- [Passage provided]
The John N. Couch Professorship in Botany was established in 1984 in honor of Couch, an internationally renowned botanist, Kenan Professor of botany and an active faculty member at UNC for more than 50 years. The professorship was established with proceeds from the sale of land donated to the university by Couch and his wife, Else.

A native of Prince Edward County, Va., Couch was born on October 12, 1896. He studied medicine at Trinity College, now Duke University, for three years before earning his B.A. in botany at UNC in 1919. He received two other degrees from the University: an M.A. in 1922 and a Ph.D. in 1924. In 1917, while he was still an undergraduate, Couch was appointed to the UNC faculty.

Couch’s teaching career was interrupted by World War I. He then taught in N.C. public schools before returning to the University in 1922. He was named a full professor in 1932 and appointed department chair in 1944, succeeding the late W.C. Coker, whose influence led Couch to become a botanist instead of a physician. Couch was awarded a Kenan Professorship in 1945 and remained head of the department until 1960. He delivered a proposal to the University’s Board of Trustees, which approved the establishment of the N.C. Botanical Gardens.

Couch retired in 1967 but continued to conduct research until he was 80.

Couch’s specialty was mycology — the study of fungi. He was internationally known for his studies of diseases caused by fungi and scale insects, as well as for his work on fungi that kill mosquitoes and trap and feed on nematodes. His most significant research was the discovery of organisms that are intermediary between bacteria and fungi.

- [Data for analysis]

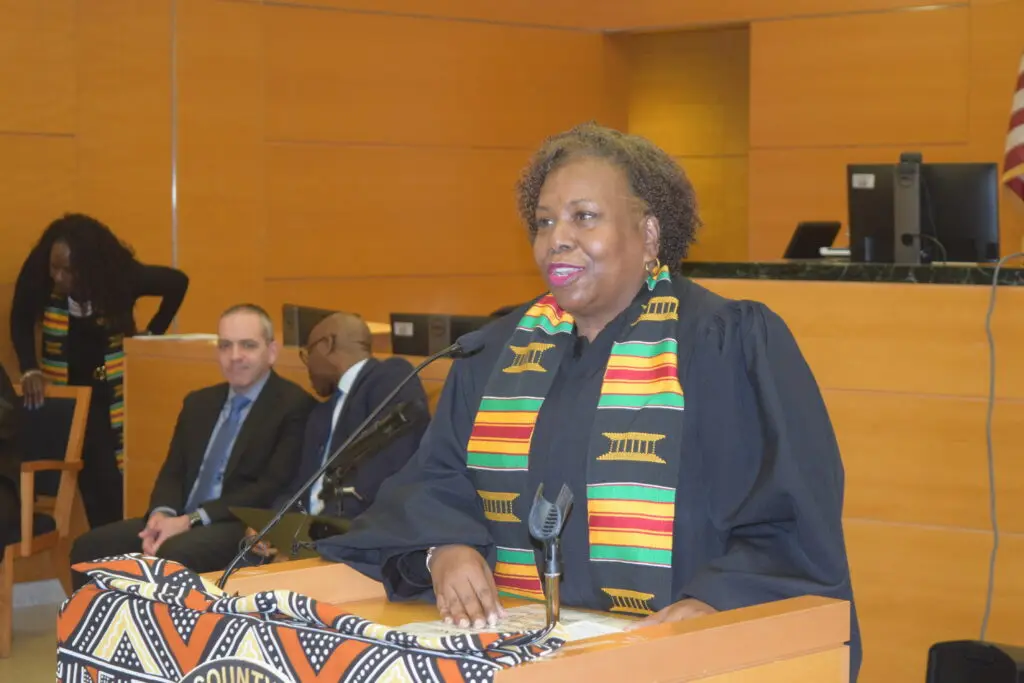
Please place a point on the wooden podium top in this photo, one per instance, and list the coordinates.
(790, 641)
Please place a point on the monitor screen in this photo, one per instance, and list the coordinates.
(960, 212)
(426, 334)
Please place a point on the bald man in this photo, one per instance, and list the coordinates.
(342, 370)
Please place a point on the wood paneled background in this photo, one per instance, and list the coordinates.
(361, 155)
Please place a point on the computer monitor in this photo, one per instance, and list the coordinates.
(960, 210)
(298, 321)
(426, 334)
(809, 238)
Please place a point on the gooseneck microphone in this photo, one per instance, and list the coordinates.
(465, 346)
(546, 523)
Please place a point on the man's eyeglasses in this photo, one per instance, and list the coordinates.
(307, 349)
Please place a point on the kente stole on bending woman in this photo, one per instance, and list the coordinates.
(54, 364)
(632, 461)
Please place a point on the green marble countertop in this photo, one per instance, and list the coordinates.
(827, 270)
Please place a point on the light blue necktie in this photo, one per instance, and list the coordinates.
(211, 473)
(315, 504)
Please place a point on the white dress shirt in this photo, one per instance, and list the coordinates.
(344, 385)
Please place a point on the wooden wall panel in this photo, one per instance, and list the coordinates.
(221, 198)
(662, 14)
(37, 67)
(864, 79)
(1006, 625)
(944, 354)
(720, 183)
(37, 184)
(368, 78)
(688, 92)
(123, 129)
(376, 298)
(915, 586)
(388, 211)
(922, 459)
(809, 183)
(567, 13)
(7, 356)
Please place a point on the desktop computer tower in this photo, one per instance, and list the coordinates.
(974, 662)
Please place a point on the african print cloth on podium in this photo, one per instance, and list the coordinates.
(147, 620)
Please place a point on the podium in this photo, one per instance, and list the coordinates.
(800, 640)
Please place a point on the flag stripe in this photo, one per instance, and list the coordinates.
(630, 522)
(631, 492)
(632, 555)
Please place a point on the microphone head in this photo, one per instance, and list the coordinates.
(547, 519)
(468, 344)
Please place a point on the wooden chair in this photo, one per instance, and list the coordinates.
(46, 519)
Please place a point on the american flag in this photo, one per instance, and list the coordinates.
(1014, 165)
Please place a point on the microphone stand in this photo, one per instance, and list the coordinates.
(546, 523)
(454, 349)
(397, 422)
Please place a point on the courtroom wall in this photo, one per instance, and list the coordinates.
(688, 92)
(830, 82)
(352, 155)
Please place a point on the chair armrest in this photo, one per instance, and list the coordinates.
(48, 465)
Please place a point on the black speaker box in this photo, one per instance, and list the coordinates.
(975, 662)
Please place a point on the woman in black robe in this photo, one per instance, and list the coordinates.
(726, 496)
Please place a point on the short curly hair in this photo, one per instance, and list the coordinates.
(655, 178)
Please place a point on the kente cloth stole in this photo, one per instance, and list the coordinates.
(632, 461)
(54, 365)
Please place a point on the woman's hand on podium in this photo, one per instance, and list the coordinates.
(263, 548)
(34, 389)
(677, 611)
(465, 587)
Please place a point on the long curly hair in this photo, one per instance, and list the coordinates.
(654, 177)
(101, 264)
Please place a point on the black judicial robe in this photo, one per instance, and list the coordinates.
(761, 481)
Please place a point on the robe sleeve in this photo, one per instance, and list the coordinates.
(430, 502)
(772, 465)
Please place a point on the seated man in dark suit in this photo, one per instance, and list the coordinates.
(10, 463)
(339, 358)
(235, 444)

- [Directions]
1. Decide whether each statement agrees with the passage about John N. Couch. Answer yes or no for (a), (b) and (c), and quote the deciding words of the passage. (a) Couch earned his Ph.D. at UNC in 1924. (b) Couch stopped doing research when he retired in 1967. (c) Couch studied medicine at Trinity College for three years.
2. According to the passage about John N. Couch, whose influence led Couch to become a botanist instead of a physician?
3. Extend the passage about John N. Couch, beginning right after its final sentence.

- [Expected outputs]
1.
(a) Yes: "He received two other degrees from the University: an M.A. in 1922 and a Ph.D. in 1924."
(b) No: "Couch retired in 1967 but continued to conduct research until he was 80."
(c) Yes: "He studied medicine at Trinity College, now Duke University, for three years"

2. W.C. Coker's influence led Couch to become a botanist instead of a physician.

3.
A member of the National Academy of Sciences, Couch helped make the UNC Botany Library, which was renamed in his honor, one of the foremost botanical libraries in the nation. Couch donated his private collection of books to the library. That collection, and another donated by Ralph Philip Hanes Jr. in honor of Couch, form the core of the library’s extensive holdings.

One of his early monographs was awarded the Walker Prize of the Boston Society of Natural History as “the most outstanding contribution in natural history in the preceding five years.” Among his many honors, Couch won the Meritorious Teaching Award, given in 1955 by the Association of Southeastern Biologists. He also received honorary Doctor of Science degrees from Catawba College, Duke University and UNC.

Couch married the former Else Ruprecht. They had two children, John Philip (B.A. ’49) and Sally (B.F.A. ’68, M.F.A. ’71).

Couch died in 1986 at age 90. His wife died in January of 2000.